### RECORDED DATA
-- Opening Marker --

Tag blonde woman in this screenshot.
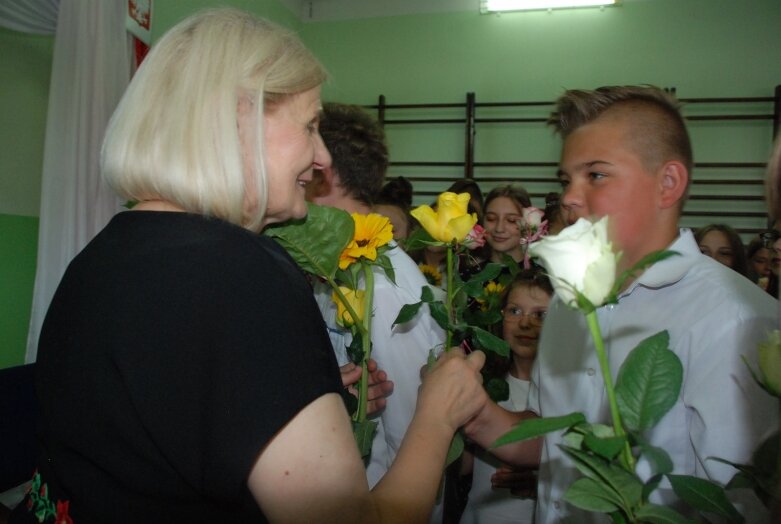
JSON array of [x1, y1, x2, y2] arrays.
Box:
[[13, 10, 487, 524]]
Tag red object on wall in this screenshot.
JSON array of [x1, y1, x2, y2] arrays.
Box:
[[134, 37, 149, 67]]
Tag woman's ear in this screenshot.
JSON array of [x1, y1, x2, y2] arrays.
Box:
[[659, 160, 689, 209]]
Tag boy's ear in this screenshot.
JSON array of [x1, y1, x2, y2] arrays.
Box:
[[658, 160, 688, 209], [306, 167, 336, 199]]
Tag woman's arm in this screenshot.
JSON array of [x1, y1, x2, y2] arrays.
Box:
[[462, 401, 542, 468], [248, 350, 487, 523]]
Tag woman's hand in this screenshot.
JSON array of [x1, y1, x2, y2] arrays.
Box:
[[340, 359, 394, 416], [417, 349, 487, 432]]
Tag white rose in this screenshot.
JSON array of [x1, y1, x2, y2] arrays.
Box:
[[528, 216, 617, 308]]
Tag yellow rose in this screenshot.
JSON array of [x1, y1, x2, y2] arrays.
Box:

-- Closing Marker --

### THE TASK
Would you give the entries above again verbatim, omitting the images they contain?

### TASK ANSWER
Tag blonde woman in this screenshot.
JSON array of [x1, y1, x2, y2] arrays.
Box:
[[13, 10, 487, 524]]
Tag red object on wall in this screenshot.
JSON array of [x1, y1, x2, y2] arrays.
Box:
[[134, 37, 149, 67]]
Tag woman's ear in this screenshot.
JSON array of [x1, y1, x2, y2] arrays.
Box:
[[659, 160, 689, 209]]
Tag boy's ear in this screenshot.
JSON array of [x1, y1, x2, y2] arrays.
Box:
[[658, 160, 688, 209], [306, 167, 336, 199]]
Tag woman's arm in this screenshot.
JSON array of [x1, y1, x2, y2] arrays.
Box:
[[462, 401, 542, 468], [248, 350, 487, 523]]
Tag woman's hand in this screenshot.
JSON array of [x1, y1, x2, y2] arrays.
Box:
[[340, 359, 394, 416], [417, 349, 487, 432]]
Tag white rose in this screenshot.
JSON array of [x1, y1, x2, y2] arrays.
Box:
[[528, 216, 617, 308]]
Tag yellow rose in this screenshot.
JSON array of [x1, y1, x2, y2] arrays.
Box:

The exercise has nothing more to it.